* BEGIN Data rows *

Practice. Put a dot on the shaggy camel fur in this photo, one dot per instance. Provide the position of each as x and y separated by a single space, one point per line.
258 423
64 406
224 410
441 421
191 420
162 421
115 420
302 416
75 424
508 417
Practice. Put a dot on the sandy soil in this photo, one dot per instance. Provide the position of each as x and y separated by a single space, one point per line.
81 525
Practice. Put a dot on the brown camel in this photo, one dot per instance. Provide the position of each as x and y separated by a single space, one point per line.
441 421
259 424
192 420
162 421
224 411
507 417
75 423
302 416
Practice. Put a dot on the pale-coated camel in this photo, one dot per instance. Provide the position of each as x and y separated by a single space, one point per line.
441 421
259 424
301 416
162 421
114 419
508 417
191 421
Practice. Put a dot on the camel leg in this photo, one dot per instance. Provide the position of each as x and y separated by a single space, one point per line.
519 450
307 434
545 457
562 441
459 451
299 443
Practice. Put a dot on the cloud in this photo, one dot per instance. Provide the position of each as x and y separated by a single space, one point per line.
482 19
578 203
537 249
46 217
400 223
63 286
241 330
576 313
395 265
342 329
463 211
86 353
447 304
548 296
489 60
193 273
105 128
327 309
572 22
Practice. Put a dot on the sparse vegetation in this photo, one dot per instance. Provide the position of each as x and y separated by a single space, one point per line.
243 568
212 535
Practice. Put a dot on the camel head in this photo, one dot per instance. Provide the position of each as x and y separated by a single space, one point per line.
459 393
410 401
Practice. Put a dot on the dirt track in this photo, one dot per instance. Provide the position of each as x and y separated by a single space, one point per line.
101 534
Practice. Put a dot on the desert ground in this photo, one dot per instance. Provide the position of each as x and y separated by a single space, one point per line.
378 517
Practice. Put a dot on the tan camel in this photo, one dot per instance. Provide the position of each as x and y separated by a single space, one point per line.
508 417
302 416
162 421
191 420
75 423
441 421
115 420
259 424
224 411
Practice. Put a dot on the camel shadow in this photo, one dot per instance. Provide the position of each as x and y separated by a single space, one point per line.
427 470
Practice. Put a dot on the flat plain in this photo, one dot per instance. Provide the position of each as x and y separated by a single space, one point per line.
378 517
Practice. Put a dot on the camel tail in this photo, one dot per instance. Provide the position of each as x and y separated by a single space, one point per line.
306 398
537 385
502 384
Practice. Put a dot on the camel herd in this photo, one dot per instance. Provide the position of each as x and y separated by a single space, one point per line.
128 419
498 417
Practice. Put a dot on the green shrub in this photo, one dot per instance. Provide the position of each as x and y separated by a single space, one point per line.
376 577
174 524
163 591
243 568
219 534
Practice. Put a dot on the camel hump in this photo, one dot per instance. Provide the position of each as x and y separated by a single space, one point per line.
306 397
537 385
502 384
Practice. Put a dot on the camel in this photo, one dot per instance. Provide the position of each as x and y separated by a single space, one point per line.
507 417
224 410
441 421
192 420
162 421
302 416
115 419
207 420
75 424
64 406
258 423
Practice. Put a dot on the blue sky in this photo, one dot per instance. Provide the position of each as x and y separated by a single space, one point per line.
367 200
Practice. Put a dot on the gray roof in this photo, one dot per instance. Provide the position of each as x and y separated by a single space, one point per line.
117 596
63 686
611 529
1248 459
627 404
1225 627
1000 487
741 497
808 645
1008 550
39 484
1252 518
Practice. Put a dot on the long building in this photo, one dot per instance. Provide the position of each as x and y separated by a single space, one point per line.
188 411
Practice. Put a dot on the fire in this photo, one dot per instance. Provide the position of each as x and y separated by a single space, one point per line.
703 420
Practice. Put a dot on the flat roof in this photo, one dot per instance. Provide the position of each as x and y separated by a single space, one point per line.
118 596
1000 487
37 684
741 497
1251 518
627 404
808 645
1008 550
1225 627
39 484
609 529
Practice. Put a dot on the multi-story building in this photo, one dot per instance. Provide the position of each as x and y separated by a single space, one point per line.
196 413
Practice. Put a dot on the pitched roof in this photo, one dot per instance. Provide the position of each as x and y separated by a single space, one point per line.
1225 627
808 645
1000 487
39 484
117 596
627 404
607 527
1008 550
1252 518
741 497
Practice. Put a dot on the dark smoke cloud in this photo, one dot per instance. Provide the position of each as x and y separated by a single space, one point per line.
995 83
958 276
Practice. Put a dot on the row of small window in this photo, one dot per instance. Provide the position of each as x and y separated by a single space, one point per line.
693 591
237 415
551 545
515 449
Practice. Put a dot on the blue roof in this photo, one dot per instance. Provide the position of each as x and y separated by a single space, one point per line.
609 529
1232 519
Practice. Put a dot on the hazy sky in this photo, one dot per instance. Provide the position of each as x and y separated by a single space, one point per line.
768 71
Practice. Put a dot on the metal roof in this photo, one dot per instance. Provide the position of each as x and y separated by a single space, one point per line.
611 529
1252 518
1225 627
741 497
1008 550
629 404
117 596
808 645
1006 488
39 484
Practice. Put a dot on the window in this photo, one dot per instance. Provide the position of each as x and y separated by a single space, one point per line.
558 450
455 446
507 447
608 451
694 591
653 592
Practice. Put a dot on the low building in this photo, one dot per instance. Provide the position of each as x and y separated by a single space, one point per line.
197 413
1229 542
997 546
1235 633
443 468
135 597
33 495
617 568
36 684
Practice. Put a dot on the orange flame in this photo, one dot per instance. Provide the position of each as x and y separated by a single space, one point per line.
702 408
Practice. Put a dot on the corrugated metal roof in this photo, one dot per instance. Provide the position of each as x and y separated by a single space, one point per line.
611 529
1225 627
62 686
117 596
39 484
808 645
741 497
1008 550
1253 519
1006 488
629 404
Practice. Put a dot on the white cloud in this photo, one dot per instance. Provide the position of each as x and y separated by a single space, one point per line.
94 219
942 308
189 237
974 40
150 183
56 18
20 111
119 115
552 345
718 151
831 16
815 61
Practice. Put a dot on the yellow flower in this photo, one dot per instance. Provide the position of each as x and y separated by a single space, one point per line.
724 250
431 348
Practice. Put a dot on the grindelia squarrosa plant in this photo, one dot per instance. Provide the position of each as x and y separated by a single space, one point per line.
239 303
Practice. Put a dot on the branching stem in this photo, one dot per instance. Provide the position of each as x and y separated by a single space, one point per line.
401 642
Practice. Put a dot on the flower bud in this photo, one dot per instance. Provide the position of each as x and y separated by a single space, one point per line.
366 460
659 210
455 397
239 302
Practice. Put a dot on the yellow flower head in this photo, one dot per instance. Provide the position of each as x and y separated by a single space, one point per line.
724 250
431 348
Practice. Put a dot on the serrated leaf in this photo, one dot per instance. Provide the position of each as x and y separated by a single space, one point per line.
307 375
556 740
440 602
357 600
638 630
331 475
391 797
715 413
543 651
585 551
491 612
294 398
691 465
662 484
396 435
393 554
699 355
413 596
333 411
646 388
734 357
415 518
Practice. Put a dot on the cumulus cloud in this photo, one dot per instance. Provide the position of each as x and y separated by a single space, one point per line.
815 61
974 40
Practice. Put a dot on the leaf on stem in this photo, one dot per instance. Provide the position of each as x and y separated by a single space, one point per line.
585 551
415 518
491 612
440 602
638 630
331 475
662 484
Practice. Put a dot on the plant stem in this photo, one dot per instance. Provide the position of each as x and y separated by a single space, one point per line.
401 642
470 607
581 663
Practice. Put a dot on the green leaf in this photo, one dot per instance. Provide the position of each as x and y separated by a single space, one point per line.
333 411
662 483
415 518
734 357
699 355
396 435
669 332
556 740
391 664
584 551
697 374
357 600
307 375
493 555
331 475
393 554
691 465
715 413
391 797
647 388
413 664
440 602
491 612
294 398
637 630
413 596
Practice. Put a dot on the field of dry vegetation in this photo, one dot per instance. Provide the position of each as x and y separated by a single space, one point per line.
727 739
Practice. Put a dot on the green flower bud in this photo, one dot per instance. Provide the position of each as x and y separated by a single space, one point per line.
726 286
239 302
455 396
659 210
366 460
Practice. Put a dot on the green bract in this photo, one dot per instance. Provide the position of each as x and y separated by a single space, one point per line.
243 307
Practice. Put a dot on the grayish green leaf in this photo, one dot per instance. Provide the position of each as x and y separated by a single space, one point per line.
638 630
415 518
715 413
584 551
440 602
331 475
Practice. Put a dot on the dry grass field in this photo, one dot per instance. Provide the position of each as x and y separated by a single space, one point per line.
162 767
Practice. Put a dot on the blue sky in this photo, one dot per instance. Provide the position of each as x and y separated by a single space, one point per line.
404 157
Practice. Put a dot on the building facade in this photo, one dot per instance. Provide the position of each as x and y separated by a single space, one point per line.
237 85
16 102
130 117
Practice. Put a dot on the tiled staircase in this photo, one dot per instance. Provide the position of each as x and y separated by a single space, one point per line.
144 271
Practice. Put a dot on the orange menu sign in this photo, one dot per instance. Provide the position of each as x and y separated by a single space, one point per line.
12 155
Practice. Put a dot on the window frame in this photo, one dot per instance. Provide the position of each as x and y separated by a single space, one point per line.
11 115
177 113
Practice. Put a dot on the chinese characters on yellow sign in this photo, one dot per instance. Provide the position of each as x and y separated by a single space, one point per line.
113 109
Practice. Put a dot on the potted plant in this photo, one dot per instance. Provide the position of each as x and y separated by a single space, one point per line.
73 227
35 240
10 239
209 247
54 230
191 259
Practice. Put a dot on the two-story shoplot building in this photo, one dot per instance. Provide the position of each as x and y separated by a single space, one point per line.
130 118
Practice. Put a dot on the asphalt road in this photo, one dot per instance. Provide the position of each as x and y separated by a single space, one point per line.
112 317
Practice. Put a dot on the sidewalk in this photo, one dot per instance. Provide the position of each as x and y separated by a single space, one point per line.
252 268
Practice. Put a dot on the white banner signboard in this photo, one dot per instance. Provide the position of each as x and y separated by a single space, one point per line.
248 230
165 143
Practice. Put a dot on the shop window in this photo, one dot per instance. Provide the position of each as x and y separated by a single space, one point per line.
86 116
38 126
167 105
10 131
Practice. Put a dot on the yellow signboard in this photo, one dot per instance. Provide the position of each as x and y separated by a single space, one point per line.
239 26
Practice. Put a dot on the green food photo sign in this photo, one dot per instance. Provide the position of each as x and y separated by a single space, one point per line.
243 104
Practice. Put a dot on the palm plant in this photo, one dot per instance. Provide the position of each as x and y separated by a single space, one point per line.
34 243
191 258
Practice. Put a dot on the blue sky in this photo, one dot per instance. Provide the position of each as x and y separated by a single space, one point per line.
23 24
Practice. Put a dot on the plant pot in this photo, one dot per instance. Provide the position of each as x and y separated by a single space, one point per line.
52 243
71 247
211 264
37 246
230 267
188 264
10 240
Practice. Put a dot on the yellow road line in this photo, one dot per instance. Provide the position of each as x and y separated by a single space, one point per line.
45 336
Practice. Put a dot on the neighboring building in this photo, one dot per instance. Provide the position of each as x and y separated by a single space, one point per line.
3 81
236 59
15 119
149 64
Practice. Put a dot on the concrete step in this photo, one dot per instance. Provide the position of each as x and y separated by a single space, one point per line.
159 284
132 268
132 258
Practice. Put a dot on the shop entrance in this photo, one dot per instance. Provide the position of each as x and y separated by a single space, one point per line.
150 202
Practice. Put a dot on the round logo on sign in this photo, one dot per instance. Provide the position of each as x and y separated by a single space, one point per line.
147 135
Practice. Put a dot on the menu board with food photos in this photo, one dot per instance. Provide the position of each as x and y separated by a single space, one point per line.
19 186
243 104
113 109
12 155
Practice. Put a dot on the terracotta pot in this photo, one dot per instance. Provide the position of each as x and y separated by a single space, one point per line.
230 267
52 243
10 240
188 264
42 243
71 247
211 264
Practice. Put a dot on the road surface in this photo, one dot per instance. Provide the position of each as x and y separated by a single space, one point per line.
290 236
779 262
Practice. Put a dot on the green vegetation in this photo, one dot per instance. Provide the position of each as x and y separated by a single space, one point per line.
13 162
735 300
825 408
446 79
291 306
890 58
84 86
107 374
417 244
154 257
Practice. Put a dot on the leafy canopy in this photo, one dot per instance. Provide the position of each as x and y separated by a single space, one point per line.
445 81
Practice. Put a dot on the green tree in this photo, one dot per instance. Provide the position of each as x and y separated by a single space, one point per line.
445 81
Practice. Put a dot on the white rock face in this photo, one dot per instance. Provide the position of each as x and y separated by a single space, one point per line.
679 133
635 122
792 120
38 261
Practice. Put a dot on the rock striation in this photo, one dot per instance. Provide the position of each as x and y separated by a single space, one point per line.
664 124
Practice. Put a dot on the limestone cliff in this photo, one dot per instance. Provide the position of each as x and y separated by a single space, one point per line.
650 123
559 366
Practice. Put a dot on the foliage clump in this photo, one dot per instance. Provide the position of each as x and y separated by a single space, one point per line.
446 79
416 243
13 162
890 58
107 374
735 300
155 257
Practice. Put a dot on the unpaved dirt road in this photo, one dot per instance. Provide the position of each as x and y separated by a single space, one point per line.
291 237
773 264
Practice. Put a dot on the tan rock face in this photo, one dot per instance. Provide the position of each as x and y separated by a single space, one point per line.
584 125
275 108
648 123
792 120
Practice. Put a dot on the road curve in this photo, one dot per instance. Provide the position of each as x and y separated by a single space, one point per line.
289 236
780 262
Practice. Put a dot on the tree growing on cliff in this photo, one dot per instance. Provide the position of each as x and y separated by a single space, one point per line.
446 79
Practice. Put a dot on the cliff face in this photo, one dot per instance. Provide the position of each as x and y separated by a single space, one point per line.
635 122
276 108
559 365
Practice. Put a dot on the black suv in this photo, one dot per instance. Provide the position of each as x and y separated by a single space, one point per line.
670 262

* END Data rows *

Repeat, without change, each line of the data above from the one that contains "Practice. Put a dot on the road curve" through the final line, counting both.

Practice. Put a dot on the road curve in this photo, one dot per instance. Provide the position of each as x and y separated by a single space, one point per line.
289 236
780 262
Practice. Put a dot on the tree growing on cliff in this photo, one dot per instance. Provide the position of each as x and y separated by a single space, one point per line.
446 79
Practice. Put a dot on the cliff face in this photo, one dot per instance. Provide the position of each as x and y separated by a single space, one point per line.
635 122
276 108
559 365
Practice. Put a dot on the black suv in this photo, one dot per instance. Provide the position of each as x and y separated by a single space, one point per line.
670 262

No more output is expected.